+++ Material for this task

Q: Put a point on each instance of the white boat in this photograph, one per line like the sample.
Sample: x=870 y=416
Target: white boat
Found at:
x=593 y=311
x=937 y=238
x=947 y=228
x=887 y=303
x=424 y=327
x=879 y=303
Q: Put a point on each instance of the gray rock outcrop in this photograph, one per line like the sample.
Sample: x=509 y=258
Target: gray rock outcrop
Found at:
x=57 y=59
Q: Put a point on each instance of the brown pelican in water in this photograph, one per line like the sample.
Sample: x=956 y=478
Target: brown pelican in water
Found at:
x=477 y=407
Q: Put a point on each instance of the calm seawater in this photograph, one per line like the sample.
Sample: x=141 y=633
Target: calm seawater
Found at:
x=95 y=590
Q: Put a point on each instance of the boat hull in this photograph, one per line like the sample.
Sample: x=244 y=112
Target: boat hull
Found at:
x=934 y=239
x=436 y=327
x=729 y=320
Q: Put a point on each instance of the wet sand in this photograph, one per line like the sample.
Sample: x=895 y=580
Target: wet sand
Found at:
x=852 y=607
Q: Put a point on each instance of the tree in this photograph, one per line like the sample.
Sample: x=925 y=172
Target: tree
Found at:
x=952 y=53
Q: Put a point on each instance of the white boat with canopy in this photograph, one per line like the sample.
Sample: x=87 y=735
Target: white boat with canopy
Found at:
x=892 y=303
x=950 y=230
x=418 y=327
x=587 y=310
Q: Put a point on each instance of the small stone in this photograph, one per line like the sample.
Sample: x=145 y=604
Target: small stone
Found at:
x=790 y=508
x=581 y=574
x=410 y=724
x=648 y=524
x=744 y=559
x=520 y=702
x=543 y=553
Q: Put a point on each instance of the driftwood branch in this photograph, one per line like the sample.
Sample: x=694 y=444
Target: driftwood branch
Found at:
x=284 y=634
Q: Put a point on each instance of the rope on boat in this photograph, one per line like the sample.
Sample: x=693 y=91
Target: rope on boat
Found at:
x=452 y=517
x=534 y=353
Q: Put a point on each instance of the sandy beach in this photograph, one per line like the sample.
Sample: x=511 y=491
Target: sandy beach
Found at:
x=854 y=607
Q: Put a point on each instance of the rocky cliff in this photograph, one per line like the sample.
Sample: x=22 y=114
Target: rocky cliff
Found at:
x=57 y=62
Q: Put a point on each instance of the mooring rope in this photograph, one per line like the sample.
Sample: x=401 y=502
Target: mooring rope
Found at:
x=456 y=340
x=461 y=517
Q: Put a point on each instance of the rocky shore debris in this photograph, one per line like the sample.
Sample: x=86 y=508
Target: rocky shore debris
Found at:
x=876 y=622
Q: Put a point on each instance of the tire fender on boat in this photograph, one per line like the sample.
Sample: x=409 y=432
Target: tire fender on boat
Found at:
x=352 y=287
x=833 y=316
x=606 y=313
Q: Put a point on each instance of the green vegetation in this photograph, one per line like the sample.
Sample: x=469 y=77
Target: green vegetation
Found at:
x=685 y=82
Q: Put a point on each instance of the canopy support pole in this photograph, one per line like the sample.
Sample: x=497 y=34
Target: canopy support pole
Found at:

++++++
+++ Material for this task

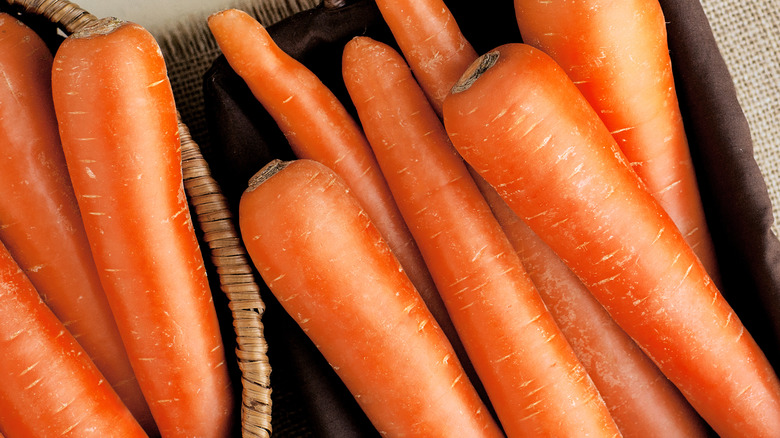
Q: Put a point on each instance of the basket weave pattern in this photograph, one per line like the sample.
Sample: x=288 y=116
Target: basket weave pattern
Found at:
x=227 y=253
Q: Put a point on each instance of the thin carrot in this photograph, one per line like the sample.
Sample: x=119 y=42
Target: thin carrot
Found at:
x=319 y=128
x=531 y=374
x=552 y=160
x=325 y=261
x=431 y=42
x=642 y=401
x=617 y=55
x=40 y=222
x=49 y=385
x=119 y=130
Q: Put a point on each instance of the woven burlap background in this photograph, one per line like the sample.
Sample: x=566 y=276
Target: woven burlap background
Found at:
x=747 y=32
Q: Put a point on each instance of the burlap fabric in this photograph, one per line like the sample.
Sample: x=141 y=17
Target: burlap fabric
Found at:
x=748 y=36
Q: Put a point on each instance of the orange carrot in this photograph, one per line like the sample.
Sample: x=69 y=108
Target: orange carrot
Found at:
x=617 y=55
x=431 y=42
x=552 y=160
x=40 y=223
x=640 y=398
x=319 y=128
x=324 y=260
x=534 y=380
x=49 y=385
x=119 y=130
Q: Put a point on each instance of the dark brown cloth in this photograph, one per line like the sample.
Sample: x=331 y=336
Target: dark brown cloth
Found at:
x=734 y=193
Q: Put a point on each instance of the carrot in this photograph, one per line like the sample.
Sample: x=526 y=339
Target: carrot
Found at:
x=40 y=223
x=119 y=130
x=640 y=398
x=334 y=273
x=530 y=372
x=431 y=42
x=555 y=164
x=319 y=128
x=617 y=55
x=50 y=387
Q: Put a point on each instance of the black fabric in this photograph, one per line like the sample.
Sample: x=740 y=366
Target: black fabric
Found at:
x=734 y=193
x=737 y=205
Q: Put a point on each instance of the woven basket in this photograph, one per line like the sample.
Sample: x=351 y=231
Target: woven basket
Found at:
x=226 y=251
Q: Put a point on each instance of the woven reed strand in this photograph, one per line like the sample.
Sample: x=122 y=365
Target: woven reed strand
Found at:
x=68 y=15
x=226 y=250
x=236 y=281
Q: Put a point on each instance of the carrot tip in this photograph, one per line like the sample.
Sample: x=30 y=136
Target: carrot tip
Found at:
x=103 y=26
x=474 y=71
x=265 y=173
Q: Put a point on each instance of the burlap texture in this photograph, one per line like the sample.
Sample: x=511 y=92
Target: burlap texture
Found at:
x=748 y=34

++++++
+++ Material for this task

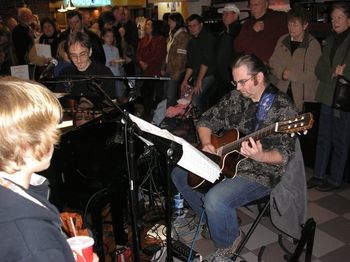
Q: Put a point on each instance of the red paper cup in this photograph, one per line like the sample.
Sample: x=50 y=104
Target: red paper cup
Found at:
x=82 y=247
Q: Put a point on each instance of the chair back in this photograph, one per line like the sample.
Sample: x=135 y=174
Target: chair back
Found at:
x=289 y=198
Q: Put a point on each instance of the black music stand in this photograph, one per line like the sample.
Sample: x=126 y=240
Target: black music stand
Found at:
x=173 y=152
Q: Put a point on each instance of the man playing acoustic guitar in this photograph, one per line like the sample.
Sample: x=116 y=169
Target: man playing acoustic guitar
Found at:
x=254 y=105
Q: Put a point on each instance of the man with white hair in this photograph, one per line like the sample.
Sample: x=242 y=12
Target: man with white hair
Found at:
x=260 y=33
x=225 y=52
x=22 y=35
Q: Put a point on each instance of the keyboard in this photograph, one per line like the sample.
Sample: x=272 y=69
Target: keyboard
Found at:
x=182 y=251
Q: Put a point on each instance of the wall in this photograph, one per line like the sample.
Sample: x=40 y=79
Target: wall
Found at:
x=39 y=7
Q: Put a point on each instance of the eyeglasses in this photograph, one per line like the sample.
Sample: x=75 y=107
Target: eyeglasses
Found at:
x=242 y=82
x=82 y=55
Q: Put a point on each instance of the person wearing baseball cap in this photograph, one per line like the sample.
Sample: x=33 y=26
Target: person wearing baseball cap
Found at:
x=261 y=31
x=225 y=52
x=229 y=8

++++++

Check each line of the material for "keyboard". Copy the ones that have it.

Q: Put a point on each instance of the keyboard in this photograph, one per line like the sample.
Target: keyboard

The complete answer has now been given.